* [WHAT YOU WILL DO]
Find the line containing "Target: red jersey". Quote it and every line after it, exactly, through the end; skip pictures.

(Records from a dataset)
◆ ◆ ◆

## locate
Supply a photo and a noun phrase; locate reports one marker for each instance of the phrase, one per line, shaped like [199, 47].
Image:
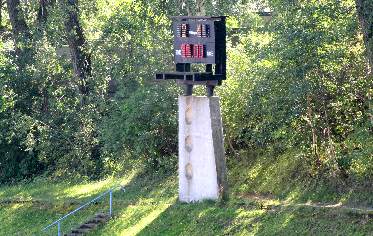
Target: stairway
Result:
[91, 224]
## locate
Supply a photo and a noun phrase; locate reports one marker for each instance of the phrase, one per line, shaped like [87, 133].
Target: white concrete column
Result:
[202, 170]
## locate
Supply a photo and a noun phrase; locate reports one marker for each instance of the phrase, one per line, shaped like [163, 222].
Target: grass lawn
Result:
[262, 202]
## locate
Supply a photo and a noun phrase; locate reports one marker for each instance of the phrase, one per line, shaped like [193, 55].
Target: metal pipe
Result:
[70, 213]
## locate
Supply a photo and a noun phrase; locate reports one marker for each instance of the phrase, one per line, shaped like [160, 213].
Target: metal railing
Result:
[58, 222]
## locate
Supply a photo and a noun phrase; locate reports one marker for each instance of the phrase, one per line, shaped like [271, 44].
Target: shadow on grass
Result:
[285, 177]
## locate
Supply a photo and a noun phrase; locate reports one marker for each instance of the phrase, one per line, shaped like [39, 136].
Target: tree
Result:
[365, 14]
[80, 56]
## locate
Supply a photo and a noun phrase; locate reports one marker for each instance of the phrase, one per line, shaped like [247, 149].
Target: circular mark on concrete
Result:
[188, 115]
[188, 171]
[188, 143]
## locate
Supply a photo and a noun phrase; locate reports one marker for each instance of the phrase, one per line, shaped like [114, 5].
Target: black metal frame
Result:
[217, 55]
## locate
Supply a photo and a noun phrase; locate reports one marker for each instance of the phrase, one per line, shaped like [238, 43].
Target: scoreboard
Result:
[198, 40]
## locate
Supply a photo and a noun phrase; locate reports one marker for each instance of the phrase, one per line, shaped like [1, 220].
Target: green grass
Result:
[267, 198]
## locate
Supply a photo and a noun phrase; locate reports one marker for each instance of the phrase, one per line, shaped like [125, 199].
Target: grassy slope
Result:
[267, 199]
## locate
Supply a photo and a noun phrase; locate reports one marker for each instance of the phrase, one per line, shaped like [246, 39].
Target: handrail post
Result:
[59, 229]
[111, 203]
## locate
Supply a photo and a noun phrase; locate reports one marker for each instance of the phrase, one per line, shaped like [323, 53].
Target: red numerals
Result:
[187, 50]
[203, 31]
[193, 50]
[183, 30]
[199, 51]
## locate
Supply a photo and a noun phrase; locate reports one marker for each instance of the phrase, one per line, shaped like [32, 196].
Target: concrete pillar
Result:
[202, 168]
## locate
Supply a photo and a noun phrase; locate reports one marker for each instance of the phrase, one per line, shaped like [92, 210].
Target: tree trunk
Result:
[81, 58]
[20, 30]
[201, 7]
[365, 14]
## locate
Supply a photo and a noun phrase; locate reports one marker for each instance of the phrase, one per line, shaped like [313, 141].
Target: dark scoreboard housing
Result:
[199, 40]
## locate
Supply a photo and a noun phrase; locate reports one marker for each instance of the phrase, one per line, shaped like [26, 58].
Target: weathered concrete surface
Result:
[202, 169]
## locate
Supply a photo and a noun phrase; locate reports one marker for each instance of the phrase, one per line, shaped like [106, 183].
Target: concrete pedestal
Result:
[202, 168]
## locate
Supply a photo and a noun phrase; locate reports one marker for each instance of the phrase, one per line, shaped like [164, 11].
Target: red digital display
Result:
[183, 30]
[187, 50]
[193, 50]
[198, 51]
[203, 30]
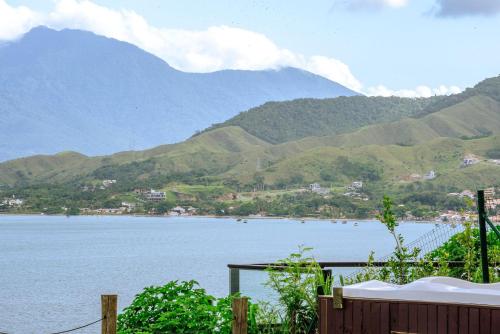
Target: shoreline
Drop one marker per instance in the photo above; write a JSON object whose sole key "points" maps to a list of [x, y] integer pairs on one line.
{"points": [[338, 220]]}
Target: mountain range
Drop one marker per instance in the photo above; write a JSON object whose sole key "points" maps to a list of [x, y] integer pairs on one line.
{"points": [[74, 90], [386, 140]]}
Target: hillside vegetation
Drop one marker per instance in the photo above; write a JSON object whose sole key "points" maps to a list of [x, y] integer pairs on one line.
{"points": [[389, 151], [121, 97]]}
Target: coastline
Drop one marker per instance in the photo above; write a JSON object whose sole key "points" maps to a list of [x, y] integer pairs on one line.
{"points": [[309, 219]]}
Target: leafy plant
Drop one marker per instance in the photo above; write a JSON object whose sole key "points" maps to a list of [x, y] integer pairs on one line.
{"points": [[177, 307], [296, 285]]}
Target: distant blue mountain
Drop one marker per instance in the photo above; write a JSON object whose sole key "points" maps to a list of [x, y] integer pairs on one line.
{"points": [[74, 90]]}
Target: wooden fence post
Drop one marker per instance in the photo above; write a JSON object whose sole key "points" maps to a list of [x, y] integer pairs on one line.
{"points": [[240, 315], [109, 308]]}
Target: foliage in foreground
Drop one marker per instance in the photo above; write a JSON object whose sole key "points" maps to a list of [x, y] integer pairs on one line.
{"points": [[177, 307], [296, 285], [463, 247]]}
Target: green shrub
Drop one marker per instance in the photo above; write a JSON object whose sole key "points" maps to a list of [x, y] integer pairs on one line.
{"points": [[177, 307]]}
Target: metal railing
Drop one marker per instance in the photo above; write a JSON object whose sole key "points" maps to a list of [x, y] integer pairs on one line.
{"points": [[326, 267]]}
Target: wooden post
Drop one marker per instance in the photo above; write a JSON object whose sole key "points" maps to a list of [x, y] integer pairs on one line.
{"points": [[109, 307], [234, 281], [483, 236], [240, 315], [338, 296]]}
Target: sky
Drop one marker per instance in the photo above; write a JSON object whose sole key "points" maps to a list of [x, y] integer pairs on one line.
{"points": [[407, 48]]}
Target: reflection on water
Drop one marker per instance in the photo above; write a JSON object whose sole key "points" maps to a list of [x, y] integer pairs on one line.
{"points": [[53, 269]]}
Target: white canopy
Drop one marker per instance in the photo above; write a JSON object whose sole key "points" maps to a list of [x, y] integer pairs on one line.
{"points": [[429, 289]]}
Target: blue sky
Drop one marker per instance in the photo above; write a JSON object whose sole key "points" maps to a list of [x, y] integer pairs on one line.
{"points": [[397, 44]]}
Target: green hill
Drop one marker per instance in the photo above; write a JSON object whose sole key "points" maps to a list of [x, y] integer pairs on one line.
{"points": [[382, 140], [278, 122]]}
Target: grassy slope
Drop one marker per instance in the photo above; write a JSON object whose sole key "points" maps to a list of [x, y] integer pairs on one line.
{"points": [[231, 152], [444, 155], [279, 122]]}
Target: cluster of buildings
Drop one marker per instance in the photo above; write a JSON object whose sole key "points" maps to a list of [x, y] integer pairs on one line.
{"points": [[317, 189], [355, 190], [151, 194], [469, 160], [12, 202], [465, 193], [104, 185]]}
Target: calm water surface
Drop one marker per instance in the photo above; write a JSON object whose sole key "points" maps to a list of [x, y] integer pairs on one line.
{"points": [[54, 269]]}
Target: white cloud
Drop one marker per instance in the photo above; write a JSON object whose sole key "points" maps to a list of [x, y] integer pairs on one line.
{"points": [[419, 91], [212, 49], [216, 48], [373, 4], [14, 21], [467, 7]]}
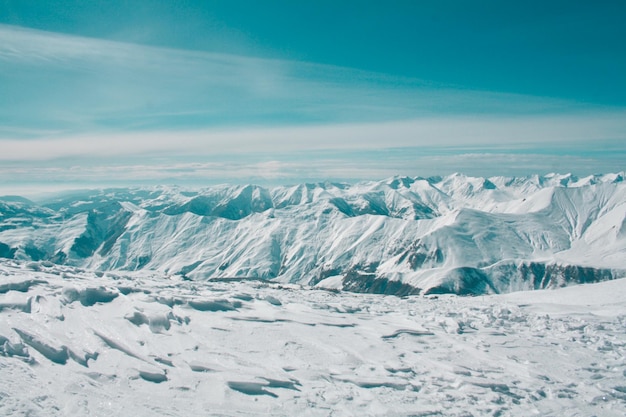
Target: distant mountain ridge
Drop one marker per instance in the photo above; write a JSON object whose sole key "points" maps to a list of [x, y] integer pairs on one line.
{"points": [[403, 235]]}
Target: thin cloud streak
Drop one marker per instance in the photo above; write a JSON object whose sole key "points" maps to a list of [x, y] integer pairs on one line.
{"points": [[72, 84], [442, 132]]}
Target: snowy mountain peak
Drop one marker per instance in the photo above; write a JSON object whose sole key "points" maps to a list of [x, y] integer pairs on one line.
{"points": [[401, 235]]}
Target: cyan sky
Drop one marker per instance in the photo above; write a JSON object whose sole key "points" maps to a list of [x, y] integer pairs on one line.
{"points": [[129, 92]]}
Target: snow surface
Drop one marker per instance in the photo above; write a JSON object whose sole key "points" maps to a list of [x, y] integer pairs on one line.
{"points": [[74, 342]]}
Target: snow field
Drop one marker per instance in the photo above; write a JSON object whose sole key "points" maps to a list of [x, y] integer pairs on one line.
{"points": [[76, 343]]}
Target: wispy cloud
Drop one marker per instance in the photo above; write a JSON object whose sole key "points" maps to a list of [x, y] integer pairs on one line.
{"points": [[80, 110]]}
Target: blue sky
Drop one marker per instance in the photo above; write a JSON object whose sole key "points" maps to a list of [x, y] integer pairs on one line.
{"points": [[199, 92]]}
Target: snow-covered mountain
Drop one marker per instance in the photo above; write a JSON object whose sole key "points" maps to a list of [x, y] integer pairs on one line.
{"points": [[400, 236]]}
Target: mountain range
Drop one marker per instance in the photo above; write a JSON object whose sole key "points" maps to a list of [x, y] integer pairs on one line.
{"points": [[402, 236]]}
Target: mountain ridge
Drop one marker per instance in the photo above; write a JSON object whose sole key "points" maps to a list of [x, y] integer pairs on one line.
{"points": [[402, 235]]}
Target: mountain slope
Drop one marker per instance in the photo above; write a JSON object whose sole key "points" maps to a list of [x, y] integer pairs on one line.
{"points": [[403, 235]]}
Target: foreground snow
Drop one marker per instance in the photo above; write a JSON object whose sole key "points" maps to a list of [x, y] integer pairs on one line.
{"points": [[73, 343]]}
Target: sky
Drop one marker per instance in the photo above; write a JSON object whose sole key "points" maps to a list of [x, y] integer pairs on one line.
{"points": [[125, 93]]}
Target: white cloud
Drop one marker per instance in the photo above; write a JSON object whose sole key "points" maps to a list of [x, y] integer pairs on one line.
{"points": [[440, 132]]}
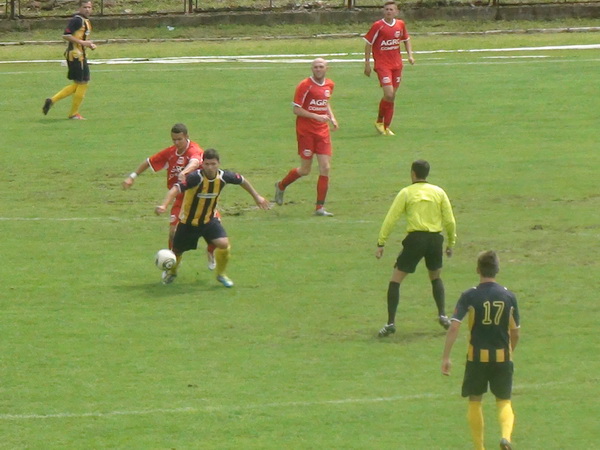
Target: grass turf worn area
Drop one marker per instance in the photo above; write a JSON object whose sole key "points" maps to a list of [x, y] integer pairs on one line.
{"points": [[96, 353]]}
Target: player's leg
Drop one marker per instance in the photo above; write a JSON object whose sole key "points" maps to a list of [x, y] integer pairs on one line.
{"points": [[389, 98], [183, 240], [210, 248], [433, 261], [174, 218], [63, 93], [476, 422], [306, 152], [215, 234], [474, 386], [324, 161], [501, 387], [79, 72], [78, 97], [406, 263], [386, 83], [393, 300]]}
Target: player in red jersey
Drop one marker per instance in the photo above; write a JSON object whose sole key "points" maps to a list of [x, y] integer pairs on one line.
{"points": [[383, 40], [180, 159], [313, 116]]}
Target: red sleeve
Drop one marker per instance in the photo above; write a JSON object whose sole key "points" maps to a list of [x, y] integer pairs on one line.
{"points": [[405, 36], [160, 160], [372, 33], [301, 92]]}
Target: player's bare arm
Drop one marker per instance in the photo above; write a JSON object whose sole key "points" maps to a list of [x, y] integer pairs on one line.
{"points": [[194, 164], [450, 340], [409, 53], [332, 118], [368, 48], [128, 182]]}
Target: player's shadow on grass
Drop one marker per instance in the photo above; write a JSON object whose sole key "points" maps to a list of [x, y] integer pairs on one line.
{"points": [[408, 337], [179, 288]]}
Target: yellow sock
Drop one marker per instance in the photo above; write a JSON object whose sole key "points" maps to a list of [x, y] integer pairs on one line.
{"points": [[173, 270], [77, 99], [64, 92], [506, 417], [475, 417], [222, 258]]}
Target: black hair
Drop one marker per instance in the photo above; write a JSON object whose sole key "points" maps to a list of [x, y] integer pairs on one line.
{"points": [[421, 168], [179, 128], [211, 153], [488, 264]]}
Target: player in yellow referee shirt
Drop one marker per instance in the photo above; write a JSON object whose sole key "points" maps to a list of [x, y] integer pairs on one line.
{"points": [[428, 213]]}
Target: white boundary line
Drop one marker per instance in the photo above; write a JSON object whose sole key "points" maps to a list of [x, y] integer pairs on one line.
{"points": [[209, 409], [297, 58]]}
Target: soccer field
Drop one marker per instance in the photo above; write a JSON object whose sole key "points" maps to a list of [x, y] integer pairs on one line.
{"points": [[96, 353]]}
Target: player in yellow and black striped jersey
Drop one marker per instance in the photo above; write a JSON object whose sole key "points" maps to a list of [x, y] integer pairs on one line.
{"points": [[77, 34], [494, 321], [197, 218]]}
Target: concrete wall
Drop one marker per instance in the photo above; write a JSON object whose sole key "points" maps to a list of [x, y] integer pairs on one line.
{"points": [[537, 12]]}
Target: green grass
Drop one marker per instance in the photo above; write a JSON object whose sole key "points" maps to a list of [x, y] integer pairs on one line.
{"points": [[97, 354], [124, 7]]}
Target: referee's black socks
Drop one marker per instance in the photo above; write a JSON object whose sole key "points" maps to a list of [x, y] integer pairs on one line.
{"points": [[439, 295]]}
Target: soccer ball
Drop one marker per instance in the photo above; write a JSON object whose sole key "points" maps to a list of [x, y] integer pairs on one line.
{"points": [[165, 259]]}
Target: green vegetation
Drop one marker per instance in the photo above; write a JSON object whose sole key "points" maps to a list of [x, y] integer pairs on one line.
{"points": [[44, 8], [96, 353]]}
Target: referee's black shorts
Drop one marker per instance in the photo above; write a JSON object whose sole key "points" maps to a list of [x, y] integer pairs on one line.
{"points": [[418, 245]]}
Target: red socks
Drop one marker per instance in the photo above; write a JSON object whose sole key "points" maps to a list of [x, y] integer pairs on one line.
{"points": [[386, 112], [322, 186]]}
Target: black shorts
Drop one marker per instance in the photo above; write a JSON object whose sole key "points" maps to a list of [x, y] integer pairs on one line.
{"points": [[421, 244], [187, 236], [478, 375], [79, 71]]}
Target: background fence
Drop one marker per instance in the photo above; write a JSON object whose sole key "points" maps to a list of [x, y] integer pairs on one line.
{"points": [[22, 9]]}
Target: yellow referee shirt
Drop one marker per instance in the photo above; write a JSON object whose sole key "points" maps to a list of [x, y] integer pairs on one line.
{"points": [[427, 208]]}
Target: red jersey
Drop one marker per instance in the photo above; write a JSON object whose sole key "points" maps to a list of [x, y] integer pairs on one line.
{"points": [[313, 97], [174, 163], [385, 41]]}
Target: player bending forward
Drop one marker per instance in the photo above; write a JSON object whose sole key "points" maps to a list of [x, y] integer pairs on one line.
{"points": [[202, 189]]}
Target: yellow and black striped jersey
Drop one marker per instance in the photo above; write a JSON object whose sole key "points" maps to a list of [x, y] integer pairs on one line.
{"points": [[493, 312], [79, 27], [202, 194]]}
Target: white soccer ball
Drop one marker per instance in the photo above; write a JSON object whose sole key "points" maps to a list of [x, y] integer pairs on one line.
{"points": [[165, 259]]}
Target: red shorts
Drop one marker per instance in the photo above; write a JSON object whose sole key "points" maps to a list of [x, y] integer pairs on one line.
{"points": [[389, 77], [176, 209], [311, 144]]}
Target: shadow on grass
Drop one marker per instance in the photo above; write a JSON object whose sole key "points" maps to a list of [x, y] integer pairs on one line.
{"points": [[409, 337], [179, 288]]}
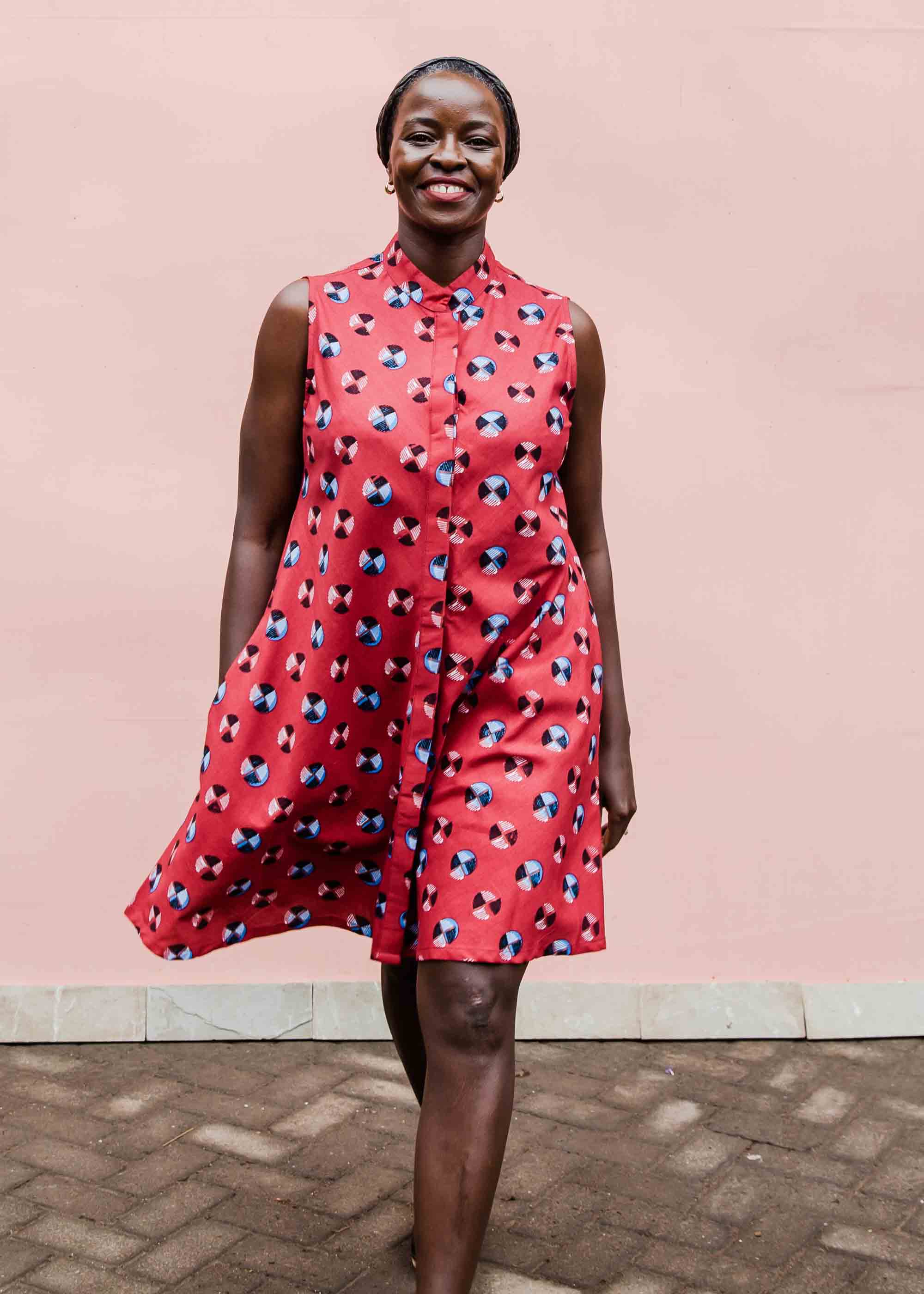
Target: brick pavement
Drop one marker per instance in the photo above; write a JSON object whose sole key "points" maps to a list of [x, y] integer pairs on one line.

◆ ◆ ◆

* [FINAL RESULT]
Target: red jersey
Drop one marker per instance in the photo above; write a JSON object whose sole key "points" maps to a list of [x, y] integer pairs on one line.
{"points": [[313, 97], [174, 163], [385, 41]]}
Target: player bending forward
Drop one marker per instance in the photo above; write a JSON object whose sole key "points" maps to a list of [x, y] integer pairs on one line.
{"points": [[202, 189]]}
Target: yellow and black striped jersey
Drop one marker per instance in the photo above; write a JSON object whose sole key "points" maps to a list of [x, y] integer pairs on one line.
{"points": [[493, 312], [79, 27], [202, 194]]}
Target: white soccer ball
Drop one marker per instance in the photo above; write a JSON object whose sole key "points" maps to a list of [x, y] integer pairs on one line.
{"points": [[165, 259]]}
Target: red shorts
Drop one marker per instance in the photo above; write a JSON object whose sole key "points" maps to a list of [x, y] integer pairs on one line.
{"points": [[389, 77], [176, 209], [311, 144]]}
Target: shadow on grass
Drop one marker per instance in the photo above; write a JSON object whose sole key "points" maps to a list of [x, y] integer pairs on one line.
{"points": [[409, 337], [179, 288]]}
Target: brick pavement
Drop one marker per instance in the photo above; write a JSON object whose sole key "points" maps to a list of [x, y] integer pairs on one line.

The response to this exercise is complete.